## Source excerpt
▬▬▬

Sunday, September 20, 2009

GC Musings: The Dry Run Effect

Now that The Muppet Movie Game is postponed indefinitely, those of us interested in Game planning will have to go elsewhere to get our fix of behind-the-scenes discussion.

This is the first in an ongoing, irregular series of articles I'm going to write about my own GC experiences. I encourage other GCs to contribute their thoughts as well, either in comments here or on their own blogs.


THE DRY RUN EFFECT
By Curtis Chen, Team Snout

Background

Last Sunday, DeeAnn and I ran the Portland DASH, a one-day walking puzzle hunt in downtown PDX. "DASH" stands for "Different Area—Same Hunt," and we had worked with people in seven other cities to organize this event. For us, it was a much smaller event than we're used to, and we saw some interesting differences.

When Team Snout has run full-weekend, driving Games, we always see a huge "spread" between the fastest teams and the slowest teams. Some people are puzzle fiends; others like to take their time and forgo hints for hours. We do our best to support both styles of play, but in some of our later events, we spent a lot of effort trying to manage the spread and cause teams to finish within a two-hour window. (That may sound like a long time, but the natural spread is eight to ten hours. That's no good when your end party location is only open for six hours on Sunday.)

In 2006, we did a "dry run" (full-scale, on-location playtest) of the Hogwarts Game with three teams, two weeks before the actual event. We had an observer riding along with each team, so we got very detailed data about how they were solving throughout the event. (One team also inconvenienced a couple of young lovers, but that's another story...)

The most interesting thing we observed on the Hogwarts dry run was the complete lack of a typical spread, despite our preparation of several "bonus clues" to keep faster teams occupied. The three dry run teams never let themselves get more than three clues apart at any time. According to our observers, whenever one team saw another team pulling out of a location, the remaining team would suddenly become more motivated to take a hint and speed up their solving of that clue. Nobody likes being left behind.

I've started calling this "the dry run effect," and we recently saw it in action during the Portland DASH.

So Crazy It Just Might Work

During most of the Portland DASH, DeeAnn and I were the only GC staff available. (Another long story.) This meant we had to cover all the tasks: handing out clues at each location, answering the telephone help line, monitoring clue sites, and taking care of any other little crises that came up. We knew we wouldn't be able to handle doing hints by phone if more than two teams called at once, so we decided to give pre-printed hint envelopes with each clue.

▬▬▬

Pointing records
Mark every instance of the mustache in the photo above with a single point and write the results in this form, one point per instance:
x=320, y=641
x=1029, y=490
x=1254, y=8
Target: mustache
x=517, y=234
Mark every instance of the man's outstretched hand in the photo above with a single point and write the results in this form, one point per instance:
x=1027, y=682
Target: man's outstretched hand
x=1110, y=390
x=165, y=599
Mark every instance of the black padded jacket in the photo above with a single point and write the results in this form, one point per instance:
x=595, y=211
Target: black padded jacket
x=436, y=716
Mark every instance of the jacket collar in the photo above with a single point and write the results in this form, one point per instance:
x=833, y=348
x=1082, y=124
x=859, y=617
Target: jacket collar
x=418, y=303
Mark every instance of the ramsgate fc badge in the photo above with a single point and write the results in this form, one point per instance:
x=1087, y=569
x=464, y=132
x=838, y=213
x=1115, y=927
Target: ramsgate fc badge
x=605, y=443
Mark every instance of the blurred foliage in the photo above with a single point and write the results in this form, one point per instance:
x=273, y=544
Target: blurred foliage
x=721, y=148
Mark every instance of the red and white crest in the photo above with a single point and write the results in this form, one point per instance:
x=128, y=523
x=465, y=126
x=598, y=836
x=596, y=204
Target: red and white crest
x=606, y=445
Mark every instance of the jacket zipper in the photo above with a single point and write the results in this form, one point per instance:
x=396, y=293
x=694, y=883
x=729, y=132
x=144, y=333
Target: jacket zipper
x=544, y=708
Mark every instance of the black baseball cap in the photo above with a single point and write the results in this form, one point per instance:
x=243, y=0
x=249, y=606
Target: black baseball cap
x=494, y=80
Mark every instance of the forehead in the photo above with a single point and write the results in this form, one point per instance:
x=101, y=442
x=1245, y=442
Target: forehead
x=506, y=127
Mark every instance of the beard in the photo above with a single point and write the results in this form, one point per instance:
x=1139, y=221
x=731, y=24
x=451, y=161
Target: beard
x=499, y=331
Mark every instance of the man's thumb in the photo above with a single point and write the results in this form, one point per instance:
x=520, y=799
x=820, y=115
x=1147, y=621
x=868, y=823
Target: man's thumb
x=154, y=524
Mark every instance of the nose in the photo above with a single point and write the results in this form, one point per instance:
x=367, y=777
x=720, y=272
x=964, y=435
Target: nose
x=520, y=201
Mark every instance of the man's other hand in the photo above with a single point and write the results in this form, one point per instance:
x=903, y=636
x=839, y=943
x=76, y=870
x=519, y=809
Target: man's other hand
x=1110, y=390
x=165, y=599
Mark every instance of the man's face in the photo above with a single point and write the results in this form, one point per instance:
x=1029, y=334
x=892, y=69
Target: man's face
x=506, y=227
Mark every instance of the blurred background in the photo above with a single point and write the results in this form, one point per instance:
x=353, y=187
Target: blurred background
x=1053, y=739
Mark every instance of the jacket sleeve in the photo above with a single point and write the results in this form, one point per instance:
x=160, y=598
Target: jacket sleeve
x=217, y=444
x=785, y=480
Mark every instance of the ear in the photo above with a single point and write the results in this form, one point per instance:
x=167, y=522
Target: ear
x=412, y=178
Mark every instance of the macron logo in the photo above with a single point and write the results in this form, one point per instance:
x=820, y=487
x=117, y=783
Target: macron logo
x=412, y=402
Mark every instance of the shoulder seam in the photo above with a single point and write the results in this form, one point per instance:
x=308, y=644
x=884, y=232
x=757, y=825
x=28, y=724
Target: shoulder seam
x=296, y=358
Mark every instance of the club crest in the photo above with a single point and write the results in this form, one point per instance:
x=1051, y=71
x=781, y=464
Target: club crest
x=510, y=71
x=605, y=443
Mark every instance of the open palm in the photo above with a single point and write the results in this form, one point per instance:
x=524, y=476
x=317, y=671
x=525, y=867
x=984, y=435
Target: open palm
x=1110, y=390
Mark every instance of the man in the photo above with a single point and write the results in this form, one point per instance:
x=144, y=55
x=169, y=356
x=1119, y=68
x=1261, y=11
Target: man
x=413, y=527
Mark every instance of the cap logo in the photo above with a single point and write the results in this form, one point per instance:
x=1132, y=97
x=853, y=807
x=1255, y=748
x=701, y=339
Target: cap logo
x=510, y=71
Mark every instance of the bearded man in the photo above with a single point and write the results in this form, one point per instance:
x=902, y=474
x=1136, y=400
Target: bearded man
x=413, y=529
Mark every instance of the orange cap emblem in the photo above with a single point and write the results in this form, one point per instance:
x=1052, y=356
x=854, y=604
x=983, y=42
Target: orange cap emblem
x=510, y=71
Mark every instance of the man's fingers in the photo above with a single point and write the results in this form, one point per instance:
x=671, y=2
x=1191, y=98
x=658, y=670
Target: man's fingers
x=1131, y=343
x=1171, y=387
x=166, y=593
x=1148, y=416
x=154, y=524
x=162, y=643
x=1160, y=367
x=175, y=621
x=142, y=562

▬▬▬

## Tasks to perform
**a)** Using only the Dry Run Effect article, decide whether each statement agrees with it. Answer yes or no for each, and quote the words of the article that settle it.
(i) The Hogwarts dry run was played by three teams.
(ii) The Hogwarts dry run took place one week before the actual event.
(iii) The Portland DASH was a two-day driving hunt.
**b)** According to the Dry Run Effect article, which tasks did DeeAnn and the author have to cover during most of the Portland DASH? List every one.
**c)** Write the next part of the Dry Run Effect article, starting after its last sentence.

## Answers to each task
**a)**
(i) Yes: "with three teams, two weeks before the actual event"
(ii) No: "two weeks before the actual event"
(iii) No: "a one-day walking puzzle hunt in downtown PDX"

**b)**
- Handing out clues at each location
- Answering the telephone help line
- Monitoring clue sites
- Taking care of any other little crises that came up

**c)**
Every single one of our teams finished ahead of schedule: we started around 10:15 AM, and the first team hit EndGame around 2:30 PM. Our scheduled hard cutoff time was 4:30 PM, but even the slowest team arrived an hour before that. I'm pretty sure being able to take hints at any time, without having to call GC and admit you were stumped, caused more teams to take hints earlier and more often. But there was another important factor--we ran the event as a relay.

This is, to my knowledge, something that no other GC has done in this type of event. (If you know of someone who has, please tell me; I'd love to compare notes.) Our goal was to make clue distribution possible for a two-person GC to handle. This is how it worked:
  • GC waited at each location for the first team to arrive.
  • When the first team showed up, GC handed all the sealed clues to that team.
  • The team opened one copy of the clue and started solving it.
  • When the next team showed up, the first team handed all the remaining, sealed clues to them.
  • This process repeated for every subsequent team. If a team ever finished solving their clue before the next team showed up to "hold the bag," they contacted GC for further instructions. (We were usually able to return to the location and hold the remaining clues until the next team arrived.)
This worked out pretty well; it even fit the Old West theme, because GC was the "Sheriff" and each team captain was a "Deputy." At the end party, one team told us they really liked this system because it caused them to see more of the other teams throughout the event.

But remember the spread I was talking about? We had seven teams in the Portland DASH, and we never saw them spread across more than three clue locations--the same as in the Hogwarts dry run. I haven't done all the number crunching and statistical modeling, but the following is my intuition about what's going on.

Three in 3

When Team Snout discusses "the spread," we talk about three sub-groups of all the teams that are playing: We have (1) the fast teams, (2) the middle of the pack, and (2) the slow teams. (Please note that none of those terms is intended as pejorative; we recognize that people play at different speeds, and we do not force anyone to conform to a specific timeline. We want everyone to have fun.)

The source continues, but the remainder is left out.